Partes do exercício:
A) Responda com base no trecho:
(i) Quem cunhou o termo "médiuns"?
(ii) Que referência do evangelista é indicada para o ensinamento de Jesus sobre não nos preocuparmos com o dia de amanhã?
(iii) Quantas pessoas no mundo não têm o que comer?
B) Modifique a parte do trecho que começa em "Por quem nos" e segue até "morre de fome?", transcrevendo-a de novo com "contraponto" trocado por "comparação".

Trecho selecionado:
Convenhamos, este tipo de
abordagem não passa de um “salto parado no ar”. Em nenhuma das
experiências relatadas por Moody podemos apreender que “do outro lado”
não seremos avaliados com base no dinheiro que ganhámos ou o estatuto
e prestígio que conquistamos. Isso está fora de questão.
Desnecessário,
injustificável e, mais que isso, um tributo à infidelidade na leitura
da obra.
Que não levamos dinheiro
para o caixão, ou para o “outro lado” todos sabemos. Inclusive
personalidades ditas desencarnadas já nos trouxeram, através dos
chamados médiuns, termo cunhado por Alan Kardec para definir aqueles que
servem de mediadores entre o mundo espiritual e o mundo material, a
mesma mensagem do seu peculiar “plano espiritual”. Ora, seria preciso
alguém nos lembrar disso? E o que tamanha advertência, nas
entrelinhas, significa? Que não precisamos nos preocupar com o dia de
amanhã, conforme nos ensinou Jesus e foi registrado pelo evangelista (Mt
6:25,26)?
Por quem nos tomam? Por
retardados mentais?
Que tal, apenas como
contraponto, lembrarmos que cerca de 1 bilhão de pessoas no mundo não
têm o que comer e a cada três segundos uma pessoa morre de fome?

Dados registrados:
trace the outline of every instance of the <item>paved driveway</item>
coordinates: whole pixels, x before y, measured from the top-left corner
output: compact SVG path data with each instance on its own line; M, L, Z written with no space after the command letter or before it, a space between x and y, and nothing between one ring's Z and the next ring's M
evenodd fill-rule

Em resposta:
A)
(i) Alan Kardec.
(ii) Mt 6:25,26.
(iii) Cerca de 1 bilhão de pessoas.

B)
Por quem nos tomam? Por
retardados mentais?
Que tal, apenas como
comparação, lembrarmos que cerca de 1 bilhão de pessoas no mundo não
têm o que comer e a cada três segundos uma pessoa morre de fome?